▶ **SET OF TASKS**:
(1) Answer these questions from the article on the series Dormitoryo below, marking each answer (a), (b), (c) on its own line:
(a) On what date did the series premiere?
(b) Which actor plays Charlie Chavez?
(c) What is the name of the fictional dormitory where the show is set?
(2) In the article on the series Dormitoryo below, recast the paragraph beginning "The idea for the series was conceived" as a bulleted list that keeps its main facts.
(3) Carry on writing the article on the series Dormitoryo below, picking up after its final sentence.

▶ **SOURCE DOCUMENT**:
Dormitoryo (International title: The Dormitory / ) is a 2013 Philippine television drama thriller series broadcast by GMA Network. Directed by Jun Lana, it stars Lauren Young, Joyce Ching, Enzo Pineda, Ruru Madrid and Wynwyn Marquez. It premiered on September 22, 2013. The series concluded on December 22, 2013, with a total of 13 episodes.

The series is streaming online on YouTube.

Cast and characters

Lead cast
 Lauren Young as Hazel "Haze" Mendoza / Hazel Benitez
 Enzo Pineda as Barney "Burn" Chavez
 Joyce Ching as Margarita "Airiz" de Ocampo
 Ruru Madrid as Charlie Chavez
 Wynwyn Marquez as Maika "Mykee" Benitez / Danica Benitez

Recurring cast
 Mayton Eugenio as Weng Dimaguiba
 Ashley Ortega as Rose Angeles
 Mel Kimura as Rona Sancuevas
 Yassi Pressman as Sophie
 Julian Trono as Kobe
 Sanya Lopez as Thea
 Gabbi Garcia as Gemma

Production

Development
The idea for the series was conceived when GMA Network wanted to put "something new" on their Sunday-afternoon block, which traditionally dominated with either teeny bop series or showbiz-oriented talk shows. And so, the network's drama department decided to "try something different on that block." Jun Lana wanted a show that represent "Generation X" and explore some relevant issues faced by the youth today, including bullying, peer pressure, dysfunctional relationships, infidelity, sibling rivalry, vague sense of morality, dishonesty and even crime. So he decided to come up with an edgy teen series with mystery-filled plot, twists and turns, wherein the lead characters deal with the controversial death of a colleague and peel away secrets that link them with each other. Lana presented the concept and the network found it to be interesting. The show is set in the fictional dormitory—the Holy Spirit Manor. The series creator had to decide on whether the setting should be inside a school or outside of it. It went through the approval and timeslot matching stages.

▶ **DATASET CONTENT**:

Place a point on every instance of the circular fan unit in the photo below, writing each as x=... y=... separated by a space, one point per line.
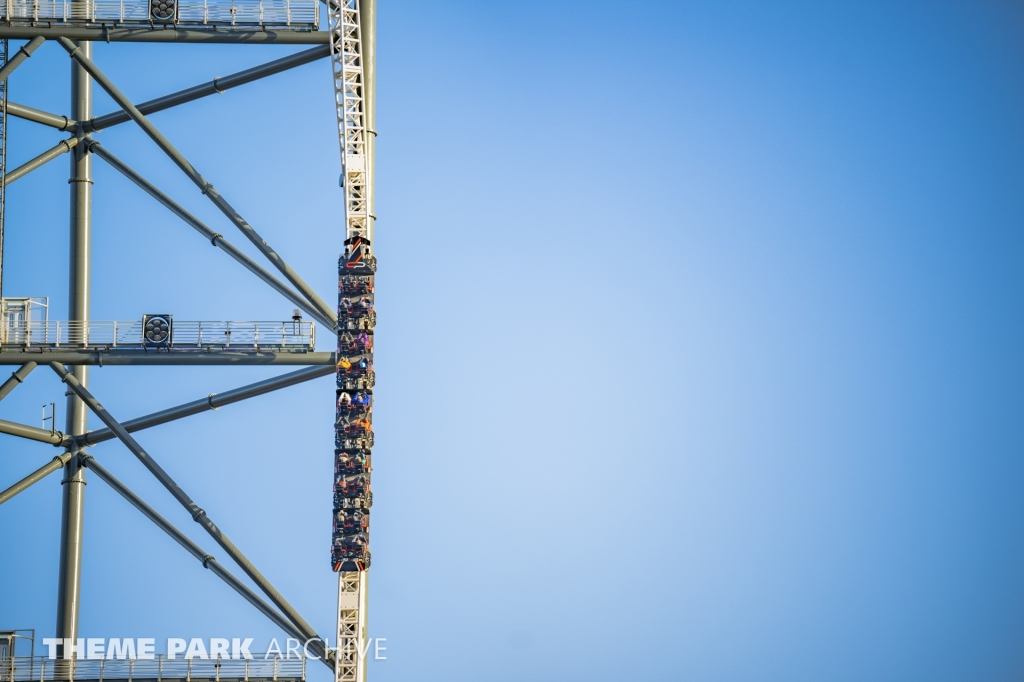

▶ **THE ANSWERS**:
(1)
(a) September 22, 2013
(b) Ruru Madrid
(c) The Holy Spirit Manor

(2)
- GMA Network wanted to put "something new" on its Sunday-afternoon block, which had traditionally been dominated by teeny bop series or showbiz-oriented talk shows.
- Jun Lana wanted a show representing "Generation X" that would explore issues faced by today's youth, such as bullying, peer pressure, dysfunctional relationships, infidelity, sibling rivalry, a vague sense of morality, dishonesty and crime.
- He devised an edgy teen series with a mystery-filled plot in which the lead characters deal with the controversial death of a colleague and uncover secrets linking them to one another.
- The network found the concept interesting.
- The show is set in a fictional dormitory, the Holy Spirit Manor. The series creator had to choose between setting it inside or outside a school.
- The series went through the approval and timeslot matching stages.

(3)
Casting
The cast was announced during the story conference held in August 2013, with the main cast being Lauren Young together with Joyce Ching, Enzo Pineda, Ruru Madrid and Wynwyn Marquez. The lead role Hazel Mendoza was originally intended for singer-actress Julie Anne San Jose, but the network pulled her out for another TV project. Lauren Young was chosen to replace San Jose for the said role, while the antagonist Airiz de Ocampo, the role which originally intended for Young, went to Joyce Ching. Enzo Pineda and Ruru Madrid were cast as Burn and Charlie Chavez, brothers and Hazel's love interests.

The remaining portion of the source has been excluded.